> _Text zur Analyse_:
Titelthema
März 2021
Zieglersche Digital
Homeoffice, Homeschooling, Videokonferenzen – Corona hat für einen Digitalisierungsschub gesorgt, auch bei den Zieglerschen.
Text: Stefan Wieland, Vanessa Lang, Nicola Philipp, Jacqueline de Riese und Annette Scherer
Corona hat die Welt verändert, beruflich wie privat. Ein Aspekt ist die Digitalisierung. Homeoffice, Homeschooling, Videokonferenzen ... die Pandemie hat für einen Digitalisierungsschub gesorgt, auch bei den Zieglerschen. Vieles war schon vorher da, etwa in der Verwaltung, wo die papierlose Rechnungstellung seit Jahren gängige Praxis ist. Oder beim digitalen Bewerbungsmanagement, wo längst alles online läuft, ohne dicke Briefe und Mappen. Aber wie sieht es in den Schulen, Kliniken und Altenheimen aus? Was tut sich hier und was hat sich durch Corona beschleunigt? Eine digitale Spurensuche.
Gleich ist es 15 Uhr. Margret Torbeck kann es kaum erwarten. Die 88-Jährige lebt im Seniorenzentrum »Im Brühl« in Aldingen und wartet gespannt darauf, dass sich ihre Nichte per Video meldet – wie jeden zweiten Mittwoch im Monat. Während Margret Torbeck schon ihren Nachmittagskuchen genossen hat, dampft bei Alice Runa gerade einmal der Frühstückskaffee. Bei ihr ist es erst 7 Uhr am Morgen, denn sie lebt in Aurora nahe Denver, Colorado. Stolze 8.200 Kilometer trennen die beiden, häufige Besuche sind deswegen nicht möglich. Und doch fühlen sie sich während ihrer Gespräche ganz nahe. Die digitale Technik macht’s möglich.
Tante und Nichte tauschen sich über Neuigkeiten aus oder Margret Torbeck liest aus ihren eigenen Gedichten vor. »Ich liebe die Gedichte meiner Tante«, schwärmt die Wahlamerikanerin. »Tante Margret ist mir sehr wichtig, sie war immer meine Lieblingstante«, erzählt die 63-Jährige. Dank der regelmäßigen Videogespräche wisse sie, wie es ihr gehe und dass sie in guten Händen sei. Persönlich gesehen haben sich beide zuletzt 2019, als Margret Torbeck in das Seniorenzentrum eingezogen ist. Damals hat Alice Runa beim Umzug geholfen. Und sie hat Karin Korb kennengelernt. Die engagierte Mitarbeiterin im Bereich Soziale Betreuung hilft, wenn die Technik mal streikt. Dafür sind ihr beide dankbar. »Das ist ein sehr gutes Gefühl zu wissen, dass die Lieben in guten Händen sind«, beteuert Alice Runa.

> _Aufgelistete Zeilen_:
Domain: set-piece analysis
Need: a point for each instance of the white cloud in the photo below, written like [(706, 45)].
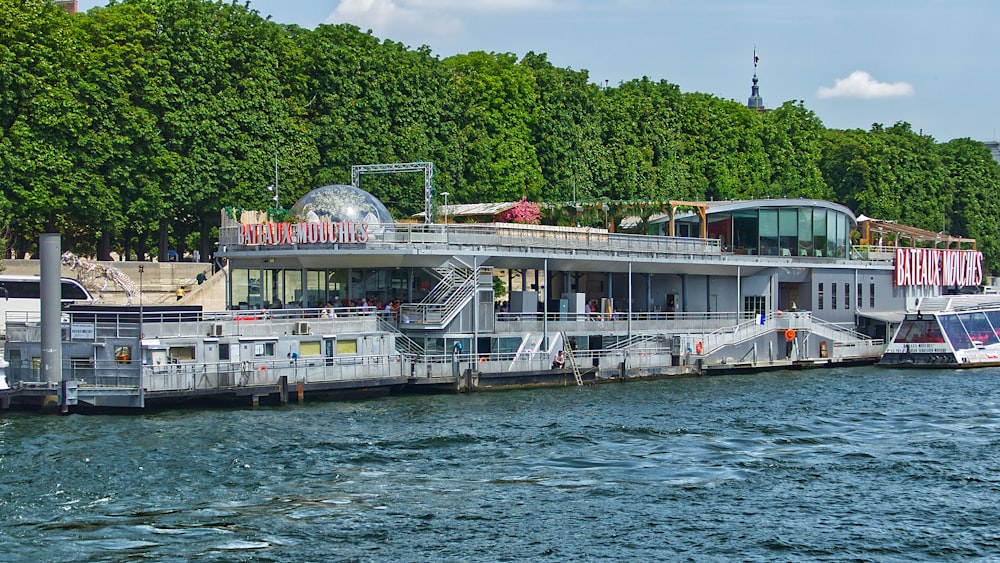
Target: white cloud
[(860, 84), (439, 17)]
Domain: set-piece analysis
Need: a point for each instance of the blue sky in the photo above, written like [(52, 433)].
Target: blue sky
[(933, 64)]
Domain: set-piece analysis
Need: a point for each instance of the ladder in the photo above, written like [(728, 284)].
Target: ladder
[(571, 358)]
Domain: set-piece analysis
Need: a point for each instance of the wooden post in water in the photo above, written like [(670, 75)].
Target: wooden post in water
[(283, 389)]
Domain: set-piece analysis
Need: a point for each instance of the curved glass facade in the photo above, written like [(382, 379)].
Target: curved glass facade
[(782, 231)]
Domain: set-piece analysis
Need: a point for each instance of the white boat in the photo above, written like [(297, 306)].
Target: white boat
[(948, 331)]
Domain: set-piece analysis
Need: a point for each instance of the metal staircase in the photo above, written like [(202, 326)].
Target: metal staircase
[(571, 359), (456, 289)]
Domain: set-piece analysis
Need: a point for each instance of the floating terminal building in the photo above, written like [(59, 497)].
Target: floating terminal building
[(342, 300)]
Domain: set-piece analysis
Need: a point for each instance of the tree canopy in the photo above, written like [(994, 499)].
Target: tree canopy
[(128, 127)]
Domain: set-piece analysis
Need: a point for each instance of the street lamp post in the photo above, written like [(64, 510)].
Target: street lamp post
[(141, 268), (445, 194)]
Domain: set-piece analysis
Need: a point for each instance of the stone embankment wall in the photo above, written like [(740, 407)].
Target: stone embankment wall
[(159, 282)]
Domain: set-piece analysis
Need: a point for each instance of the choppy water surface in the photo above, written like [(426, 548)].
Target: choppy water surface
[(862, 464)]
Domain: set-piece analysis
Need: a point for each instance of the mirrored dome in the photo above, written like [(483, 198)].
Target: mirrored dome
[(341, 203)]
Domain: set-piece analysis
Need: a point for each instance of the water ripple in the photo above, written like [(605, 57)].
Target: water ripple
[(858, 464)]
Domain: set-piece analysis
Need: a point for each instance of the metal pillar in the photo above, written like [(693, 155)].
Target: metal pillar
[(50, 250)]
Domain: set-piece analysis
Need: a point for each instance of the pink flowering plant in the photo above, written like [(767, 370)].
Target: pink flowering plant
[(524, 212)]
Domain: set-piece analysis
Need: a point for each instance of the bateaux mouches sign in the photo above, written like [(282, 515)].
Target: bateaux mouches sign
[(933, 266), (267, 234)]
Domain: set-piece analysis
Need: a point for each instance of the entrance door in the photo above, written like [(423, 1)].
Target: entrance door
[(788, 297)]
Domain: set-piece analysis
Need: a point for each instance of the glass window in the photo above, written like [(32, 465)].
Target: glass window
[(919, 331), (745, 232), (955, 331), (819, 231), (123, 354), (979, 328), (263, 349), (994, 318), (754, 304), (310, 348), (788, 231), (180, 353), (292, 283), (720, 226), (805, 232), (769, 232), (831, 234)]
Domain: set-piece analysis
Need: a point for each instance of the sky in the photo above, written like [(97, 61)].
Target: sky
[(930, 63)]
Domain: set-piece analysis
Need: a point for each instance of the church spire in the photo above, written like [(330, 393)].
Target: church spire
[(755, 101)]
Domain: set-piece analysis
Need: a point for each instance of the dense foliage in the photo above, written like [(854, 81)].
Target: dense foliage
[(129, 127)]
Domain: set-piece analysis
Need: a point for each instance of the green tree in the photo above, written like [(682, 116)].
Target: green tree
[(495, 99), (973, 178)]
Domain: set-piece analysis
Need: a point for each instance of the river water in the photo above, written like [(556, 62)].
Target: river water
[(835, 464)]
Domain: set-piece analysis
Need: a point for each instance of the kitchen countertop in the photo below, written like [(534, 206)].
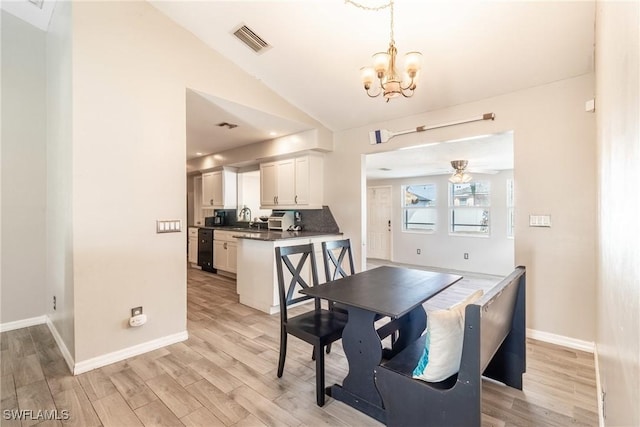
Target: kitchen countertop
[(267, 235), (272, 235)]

> _Aufgabenstellung_:
A – Beantworten Sie anhand des Textes über die Digitalisierung bei den Zieglerschen diese Fragen:
(i) Wie alt ist Margret Torbeck?
(ii) In welchem Ort lebt Alice Runa?
(iii) In welchem Jahr haben sich Tante und Nichte zuletzt persönlich gesehen?
B – Übersetzen Sie diesen Satz aus dem Text über die Digitalisierung bei den Zieglerschen ins Englische: „Stolze 8.200 Kilometer trennen die beiden, häufige Besuche sind deswegen nicht möglich.“
C – Schreiben Sie den Text über die Digitalisierung bei den Zieglerschen weiter.

> _Antworten_:
A –
(i) 88 Jahre
(ii) In Aurora nahe Denver, Colorado
(iii) 2019

B – A whopping 8,200 kilometers separate the two, so frequent visits are not possible.

C –
Nicht nur in Aldingen, sondern auch in anderen Seniorenzentren finden Videokonferenzen zwischen Bewohnern und Angehörigen seit Corona verstärkt statt. Sie sind aber nur ein Beispiel für die Digitalisierung in der Altenhilfe. »Grundsätzlich wollen und müssen wir uns damit auseinandersetzen und Innovationen in dem Bereich aktiv vorantreiben«, betont Sebastian Köbbert, Geschäftsführer der Altenhilfe. »Wir versuchen stets, verschiedene technische Mittel zu testen, für uns zu bewerten und wenn sie sich bewähren einzuführen.« So kommen etwa sogenannte Sturzmatten vor den Betten, die mit dem Notrufsystem verbunden sind, schon lange zum Einsatz – und mit ihnen ethische Fragen, nämlich das Abwägen zwischen Patientenschutz und Überwachung. Auch die digitale Pflegedokumentation hat in vielen Häusern erfolgreich Einzug gehalten. Sie ist ein Baustein für ein vernetztes, digitales Zusammenwirken in der Pflege. Die Einsicht in Anamnese- und Diagnostikaufzeichnungen sowie den Medikamentenplan durch Ärzte, Krankenhäuser oder Reha-Kliniken sind zwar noch Zukunftsmusik, weil das Thema Datenschutz nicht abschließend geklärt ist und die passende Software noch fehlt, aber vielversprechend.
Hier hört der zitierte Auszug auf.